- _QUOTED PASSAGE_:
This is an accessible album from a virtuoso harmonica player.
Lee Oskar – She Said Mahalo – Dreams We Share Music [9/23/2023], 43:19 ****:
Danish born harmonica virtuoso Lee Oskar became renowned as a founding member of the r & b band, War. His solos and accompaniment became a quintessential part of this group for over 20 years. Songs like “Slippin’ Into Darkness”, “The Cisco Kid”, “Low Rider” and “Why Can’t We Be Friends” had a very broad appeal. Noted for his musical vision and instrumental dexterity, his approach to music and culture was unique. In 1983, he formed a company to manufacture signature harmonicas including some with altered tunings, providing a platform for a wide variety of musical styles and genres. He has enjoyed success as a solo artist and band leader, releasing several albums.
Oskar’s current release, She Said Mahalo is comprised of ten original compositions, arranged and produced by this musician (including the graphics). He is joined by a group of players from the Northwest with reeds, horns and percussion. The opening track, “Caribbean Love Song” is as advertised, a rhythmic flowing number with a festive vibe. Oskar’s playing is rich in tone and phrasing. In what feels like an African-infused jam, Children Of The World” exudes a jaunty countenance. His lead is intermingled with punctuated counterpoint by the horns and acoustic guitar. It is very melodic and celebratory with a layered arrangement. “Be Happy” kicks off with bouncy aesthetics, but muscular transitions (with visceral percussion) and Oskar’s soulful lines are compelling. On “Morning Rush”, Oskar and the horns create a more deliberate pulsating rock tempo to address the intensity of a work environment. But there is an extended interlude with ethereal flute, exotic stringed instruments as a balance. In a change of pace, the title track is more winsome with ballad-like atmospherics. There are interesting chord changes.

- _COLLECTED MATERIAL_:
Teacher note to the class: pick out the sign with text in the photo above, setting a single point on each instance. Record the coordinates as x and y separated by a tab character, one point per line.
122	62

- _WHAT TO WORK ON_: According to the album review, how many original compositions make up She Said Mahalo?

- _WRITTEN SOLUTION_: Ten.